-- start Provided data --

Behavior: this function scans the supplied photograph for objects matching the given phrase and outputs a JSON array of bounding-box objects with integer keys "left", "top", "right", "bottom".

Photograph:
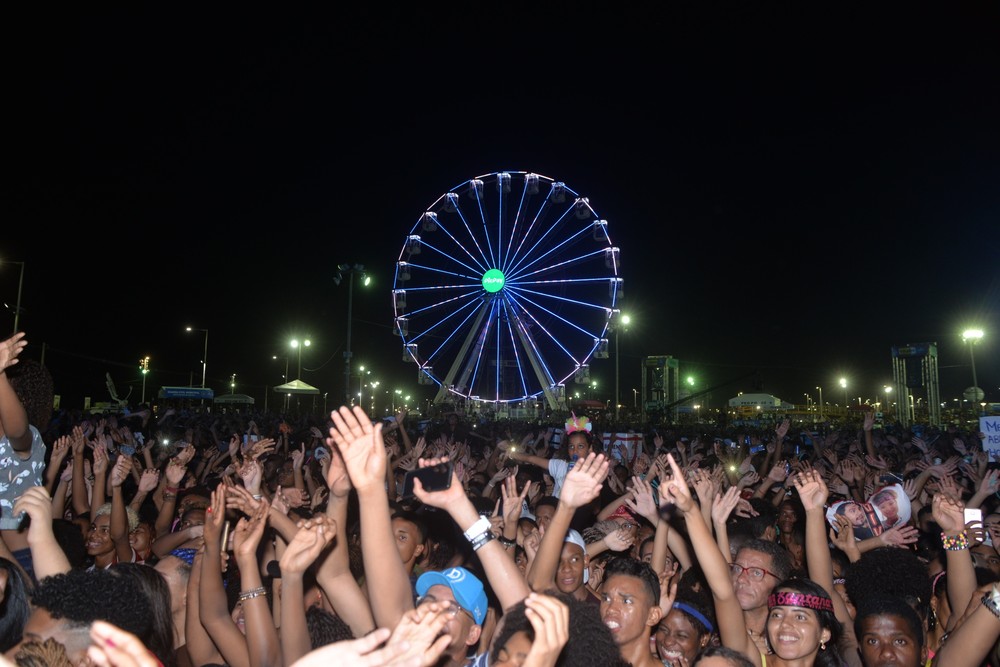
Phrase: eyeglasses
[
  {"left": 417, "top": 595, "right": 476, "bottom": 623},
  {"left": 729, "top": 563, "right": 781, "bottom": 581}
]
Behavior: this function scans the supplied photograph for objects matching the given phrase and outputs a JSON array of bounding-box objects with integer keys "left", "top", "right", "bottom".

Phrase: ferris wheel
[{"left": 393, "top": 171, "right": 623, "bottom": 409}]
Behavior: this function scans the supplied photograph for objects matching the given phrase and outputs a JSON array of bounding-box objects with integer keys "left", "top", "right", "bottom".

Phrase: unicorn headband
[{"left": 566, "top": 412, "right": 594, "bottom": 435}]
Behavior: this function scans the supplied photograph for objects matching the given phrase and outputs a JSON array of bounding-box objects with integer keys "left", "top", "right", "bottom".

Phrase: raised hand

-- end Provided data --

» **Task requirements**:
Rescale the rows above by writing every line out again, requests included, with each bounding-box coordinate in the answers multiplied by 1.6 and rounded to a whole number, halves rounded up. Leave the pictures out.

» **Complete answer**:
Behavior: this function scans the supplied photograph for objects matching the given phrase and outputs a JSON array of bounding-box objects with integer keys "left", "top", "right", "bottom".

Photograph:
Phrase: eyeglasses
[
  {"left": 667, "top": 952, "right": 762, "bottom": 997},
  {"left": 1166, "top": 901, "right": 1250, "bottom": 930}
]
Behavior: this function scans the supplied photograph for objects matching the given phrase and outputs a JSON array of bounding-box objects with integer keys "left", "top", "right", "bottom".

Phrase: ferris wheel
[{"left": 629, "top": 274, "right": 997, "bottom": 654}]
Behavior: this function scans the supplied photograph for objects matching the given phrase and outputs a JSON array of bounding-box objects with integer keys "left", "top", "right", "bottom".

Phrase: unicorn headband
[{"left": 906, "top": 659, "right": 950, "bottom": 696}]
Behavior: this function scans the supplied photograph for objects matching the given phrase and outputs a JSON array of bounding-box objects with integer keys "left", "top", "right", "bottom".

Phrase: raised hand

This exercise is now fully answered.